* WHAT YOU ARE ASKED TO DO *
Please lay out the entries below as a numbered list, leaving out blank lines, from the line with "Indicate a point on each instance of the snow-capped" to the line with "x=140, y=184", both of those lines included. List only those lines.

(Source records)
- - -

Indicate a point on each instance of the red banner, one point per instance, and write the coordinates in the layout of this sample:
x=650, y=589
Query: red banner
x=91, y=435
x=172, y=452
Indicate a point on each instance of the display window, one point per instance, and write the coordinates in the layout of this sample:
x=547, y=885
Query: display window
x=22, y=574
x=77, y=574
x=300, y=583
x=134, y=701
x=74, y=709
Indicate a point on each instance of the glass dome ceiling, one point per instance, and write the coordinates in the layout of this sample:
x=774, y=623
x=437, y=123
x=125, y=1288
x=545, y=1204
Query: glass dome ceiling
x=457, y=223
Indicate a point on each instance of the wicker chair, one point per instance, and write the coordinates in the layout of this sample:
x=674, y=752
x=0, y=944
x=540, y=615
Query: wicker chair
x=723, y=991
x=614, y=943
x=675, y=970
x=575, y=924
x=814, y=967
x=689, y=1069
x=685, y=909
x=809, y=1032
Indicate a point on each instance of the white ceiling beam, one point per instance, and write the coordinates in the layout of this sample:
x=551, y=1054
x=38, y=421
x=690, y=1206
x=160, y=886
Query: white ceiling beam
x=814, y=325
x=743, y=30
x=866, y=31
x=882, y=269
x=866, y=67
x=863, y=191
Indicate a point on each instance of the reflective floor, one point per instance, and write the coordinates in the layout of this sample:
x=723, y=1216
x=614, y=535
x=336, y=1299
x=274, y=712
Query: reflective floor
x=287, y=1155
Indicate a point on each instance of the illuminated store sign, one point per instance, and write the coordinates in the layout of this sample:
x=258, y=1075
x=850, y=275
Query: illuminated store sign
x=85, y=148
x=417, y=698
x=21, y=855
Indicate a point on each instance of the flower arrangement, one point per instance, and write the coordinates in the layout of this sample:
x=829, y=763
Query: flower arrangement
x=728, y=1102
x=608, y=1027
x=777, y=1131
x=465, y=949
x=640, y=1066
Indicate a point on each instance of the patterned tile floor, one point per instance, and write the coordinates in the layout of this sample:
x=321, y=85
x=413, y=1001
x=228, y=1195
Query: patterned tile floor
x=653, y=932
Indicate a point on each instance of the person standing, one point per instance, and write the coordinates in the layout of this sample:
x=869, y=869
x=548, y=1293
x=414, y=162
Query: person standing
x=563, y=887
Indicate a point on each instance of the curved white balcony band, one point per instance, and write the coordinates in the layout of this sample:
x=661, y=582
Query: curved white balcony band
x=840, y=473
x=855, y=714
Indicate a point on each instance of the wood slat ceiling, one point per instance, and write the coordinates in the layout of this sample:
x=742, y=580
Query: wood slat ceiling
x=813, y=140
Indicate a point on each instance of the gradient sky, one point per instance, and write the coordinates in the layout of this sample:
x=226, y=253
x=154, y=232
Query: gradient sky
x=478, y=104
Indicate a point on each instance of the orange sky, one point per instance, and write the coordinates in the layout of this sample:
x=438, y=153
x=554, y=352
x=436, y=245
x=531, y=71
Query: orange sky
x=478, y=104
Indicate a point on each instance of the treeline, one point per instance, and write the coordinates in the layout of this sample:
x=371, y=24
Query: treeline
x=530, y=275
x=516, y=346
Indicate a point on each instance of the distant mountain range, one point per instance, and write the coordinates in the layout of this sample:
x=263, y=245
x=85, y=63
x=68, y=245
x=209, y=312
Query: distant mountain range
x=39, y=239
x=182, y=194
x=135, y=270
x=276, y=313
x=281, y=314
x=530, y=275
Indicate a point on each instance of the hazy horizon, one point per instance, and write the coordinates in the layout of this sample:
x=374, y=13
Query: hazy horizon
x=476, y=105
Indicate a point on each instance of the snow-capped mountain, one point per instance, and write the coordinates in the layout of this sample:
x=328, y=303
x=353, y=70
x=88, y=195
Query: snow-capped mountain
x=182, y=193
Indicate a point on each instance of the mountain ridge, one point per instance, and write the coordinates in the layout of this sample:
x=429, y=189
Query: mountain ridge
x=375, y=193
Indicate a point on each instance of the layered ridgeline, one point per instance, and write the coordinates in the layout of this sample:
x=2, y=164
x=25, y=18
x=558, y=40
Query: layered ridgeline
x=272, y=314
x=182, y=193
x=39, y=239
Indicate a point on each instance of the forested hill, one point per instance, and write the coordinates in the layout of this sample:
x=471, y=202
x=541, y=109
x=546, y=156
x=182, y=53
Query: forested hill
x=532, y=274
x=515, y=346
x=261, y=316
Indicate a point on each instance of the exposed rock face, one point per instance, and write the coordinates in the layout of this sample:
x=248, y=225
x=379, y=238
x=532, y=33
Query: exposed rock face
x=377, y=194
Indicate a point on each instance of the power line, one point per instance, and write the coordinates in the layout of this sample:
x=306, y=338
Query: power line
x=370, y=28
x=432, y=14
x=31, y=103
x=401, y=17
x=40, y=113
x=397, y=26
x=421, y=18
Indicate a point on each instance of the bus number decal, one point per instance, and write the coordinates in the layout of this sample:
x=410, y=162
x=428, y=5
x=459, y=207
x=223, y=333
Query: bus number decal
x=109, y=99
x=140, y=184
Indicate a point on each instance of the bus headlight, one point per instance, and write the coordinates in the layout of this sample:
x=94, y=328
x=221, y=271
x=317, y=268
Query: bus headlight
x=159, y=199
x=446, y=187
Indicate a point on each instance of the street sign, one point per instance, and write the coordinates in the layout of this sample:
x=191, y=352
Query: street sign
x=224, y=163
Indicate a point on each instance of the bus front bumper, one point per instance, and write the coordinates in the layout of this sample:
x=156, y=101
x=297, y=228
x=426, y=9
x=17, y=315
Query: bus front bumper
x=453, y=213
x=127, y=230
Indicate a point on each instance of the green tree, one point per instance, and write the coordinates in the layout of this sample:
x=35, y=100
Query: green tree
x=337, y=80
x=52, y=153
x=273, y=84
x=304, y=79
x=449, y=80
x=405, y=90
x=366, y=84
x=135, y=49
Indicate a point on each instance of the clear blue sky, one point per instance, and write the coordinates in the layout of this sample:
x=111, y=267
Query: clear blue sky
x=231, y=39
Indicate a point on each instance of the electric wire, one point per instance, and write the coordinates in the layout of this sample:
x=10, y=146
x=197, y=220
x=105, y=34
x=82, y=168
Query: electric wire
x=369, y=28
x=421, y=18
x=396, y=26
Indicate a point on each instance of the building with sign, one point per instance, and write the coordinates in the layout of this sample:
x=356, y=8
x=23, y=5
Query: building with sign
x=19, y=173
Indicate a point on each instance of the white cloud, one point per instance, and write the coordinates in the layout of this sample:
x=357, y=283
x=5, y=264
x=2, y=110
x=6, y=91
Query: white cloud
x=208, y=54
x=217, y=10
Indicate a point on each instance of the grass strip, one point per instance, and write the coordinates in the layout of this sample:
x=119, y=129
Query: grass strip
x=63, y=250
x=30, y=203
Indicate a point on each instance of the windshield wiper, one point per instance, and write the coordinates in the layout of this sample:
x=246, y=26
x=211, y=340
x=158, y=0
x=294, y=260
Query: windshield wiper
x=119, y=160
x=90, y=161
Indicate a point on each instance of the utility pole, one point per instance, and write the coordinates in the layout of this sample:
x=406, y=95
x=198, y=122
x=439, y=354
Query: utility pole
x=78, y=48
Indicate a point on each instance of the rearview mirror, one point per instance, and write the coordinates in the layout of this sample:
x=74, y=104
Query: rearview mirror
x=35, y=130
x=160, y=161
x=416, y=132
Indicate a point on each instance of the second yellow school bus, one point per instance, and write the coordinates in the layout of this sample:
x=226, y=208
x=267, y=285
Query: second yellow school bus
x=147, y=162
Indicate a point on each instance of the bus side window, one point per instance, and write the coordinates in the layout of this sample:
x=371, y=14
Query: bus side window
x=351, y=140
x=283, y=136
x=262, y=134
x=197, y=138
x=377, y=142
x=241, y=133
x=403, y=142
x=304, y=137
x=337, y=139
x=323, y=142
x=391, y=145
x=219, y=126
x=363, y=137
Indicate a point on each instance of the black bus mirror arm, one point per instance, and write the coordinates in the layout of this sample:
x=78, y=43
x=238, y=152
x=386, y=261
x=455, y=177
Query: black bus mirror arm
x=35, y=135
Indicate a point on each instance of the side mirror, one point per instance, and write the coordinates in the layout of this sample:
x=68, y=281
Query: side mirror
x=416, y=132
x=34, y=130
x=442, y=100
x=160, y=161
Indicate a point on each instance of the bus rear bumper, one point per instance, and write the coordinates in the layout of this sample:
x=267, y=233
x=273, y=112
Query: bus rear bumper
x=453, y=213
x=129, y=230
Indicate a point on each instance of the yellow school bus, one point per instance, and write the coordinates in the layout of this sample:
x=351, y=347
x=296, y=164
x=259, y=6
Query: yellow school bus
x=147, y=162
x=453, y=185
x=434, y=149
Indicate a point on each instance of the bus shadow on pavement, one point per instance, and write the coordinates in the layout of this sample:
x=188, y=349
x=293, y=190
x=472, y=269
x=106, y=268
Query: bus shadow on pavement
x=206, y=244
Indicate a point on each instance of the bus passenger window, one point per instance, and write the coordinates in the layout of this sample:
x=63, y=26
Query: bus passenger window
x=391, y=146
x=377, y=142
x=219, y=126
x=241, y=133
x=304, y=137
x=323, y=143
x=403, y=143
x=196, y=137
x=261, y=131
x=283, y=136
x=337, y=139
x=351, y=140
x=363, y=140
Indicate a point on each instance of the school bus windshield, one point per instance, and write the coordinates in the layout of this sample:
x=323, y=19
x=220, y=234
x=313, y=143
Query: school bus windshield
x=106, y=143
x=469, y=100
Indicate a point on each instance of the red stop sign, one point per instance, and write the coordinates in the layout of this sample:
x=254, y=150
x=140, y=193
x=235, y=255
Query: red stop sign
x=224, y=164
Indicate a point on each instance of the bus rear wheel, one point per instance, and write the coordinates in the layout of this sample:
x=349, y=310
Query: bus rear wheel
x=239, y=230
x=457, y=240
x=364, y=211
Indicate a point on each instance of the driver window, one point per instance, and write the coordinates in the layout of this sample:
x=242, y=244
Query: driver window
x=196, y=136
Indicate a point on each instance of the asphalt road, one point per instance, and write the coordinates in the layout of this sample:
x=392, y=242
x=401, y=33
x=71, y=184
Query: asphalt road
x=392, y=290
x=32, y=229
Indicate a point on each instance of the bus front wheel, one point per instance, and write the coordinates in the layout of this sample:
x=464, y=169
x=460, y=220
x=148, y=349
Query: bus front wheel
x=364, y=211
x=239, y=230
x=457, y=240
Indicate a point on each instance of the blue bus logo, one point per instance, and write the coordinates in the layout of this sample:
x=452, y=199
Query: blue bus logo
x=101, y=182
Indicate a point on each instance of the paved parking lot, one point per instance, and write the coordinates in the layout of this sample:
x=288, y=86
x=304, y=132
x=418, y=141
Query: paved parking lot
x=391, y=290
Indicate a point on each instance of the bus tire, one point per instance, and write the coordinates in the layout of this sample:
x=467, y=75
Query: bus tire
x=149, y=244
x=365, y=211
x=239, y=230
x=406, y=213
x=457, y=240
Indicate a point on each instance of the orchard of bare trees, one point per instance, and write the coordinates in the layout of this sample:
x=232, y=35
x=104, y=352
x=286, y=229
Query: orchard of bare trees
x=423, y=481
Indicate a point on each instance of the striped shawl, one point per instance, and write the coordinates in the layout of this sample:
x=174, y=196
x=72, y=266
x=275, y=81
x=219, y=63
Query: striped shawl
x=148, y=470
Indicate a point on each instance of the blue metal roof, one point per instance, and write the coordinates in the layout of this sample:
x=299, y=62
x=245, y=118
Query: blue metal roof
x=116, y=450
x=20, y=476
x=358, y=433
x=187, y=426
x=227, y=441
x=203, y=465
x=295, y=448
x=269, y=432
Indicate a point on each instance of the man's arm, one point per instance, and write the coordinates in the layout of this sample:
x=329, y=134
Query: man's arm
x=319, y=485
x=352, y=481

- - -

* THE COMPLETED TASK *
1. Indicate a point on each instance of the snow-capped mountain, one point per instance, and write the coordinates in the layout of this sample:
2. x=328, y=303
3. x=353, y=70
4. x=88, y=195
5. Query: snow-capped mountain
6. x=182, y=193
7. Indicate a point on each instance of the mountain ridge, one point per instance, and write the coordinates in the layout of this sample:
8. x=429, y=189
9. Query: mountain ridge
10. x=375, y=193
11. Indicate a point on each instance of the layered ridgeline, one point per instance, and write the coordinates in the layout of this sample:
12. x=2, y=164
13. x=25, y=18
14. x=558, y=40
15. Query: layered ridgeline
16. x=272, y=314
17. x=182, y=193
18. x=39, y=239
19. Indicate a point on each instance of the forested hill, one point per instance, and write the coordinates in the layout of this sample:
20. x=471, y=202
21. x=541, y=109
22. x=546, y=156
23. x=182, y=53
24. Query: forested hill
25. x=532, y=274
26. x=515, y=346
27. x=261, y=316
28. Indicate a point on each instance of the exposed rock face, one point per instance, and write the coordinates in the layout of this sample:
29. x=248, y=225
30. x=379, y=238
31. x=532, y=33
32. Query: exposed rock face
33. x=377, y=194
34. Indicate a point on each instance of the power line, one point per instance, and write the coordinates in the layout of this sample:
35. x=306, y=338
36. Query: power line
37. x=370, y=28
38. x=432, y=14
39. x=31, y=103
40. x=401, y=17
41. x=40, y=113
42. x=397, y=26
43. x=421, y=18
44. Indicate a point on each instance of the bus number decal, one point per instance, and write the coordinates in the layout of this sample:
45. x=410, y=162
46. x=428, y=5
47. x=459, y=207
48. x=223, y=333
49. Query: bus number decal
50. x=109, y=99
51. x=140, y=184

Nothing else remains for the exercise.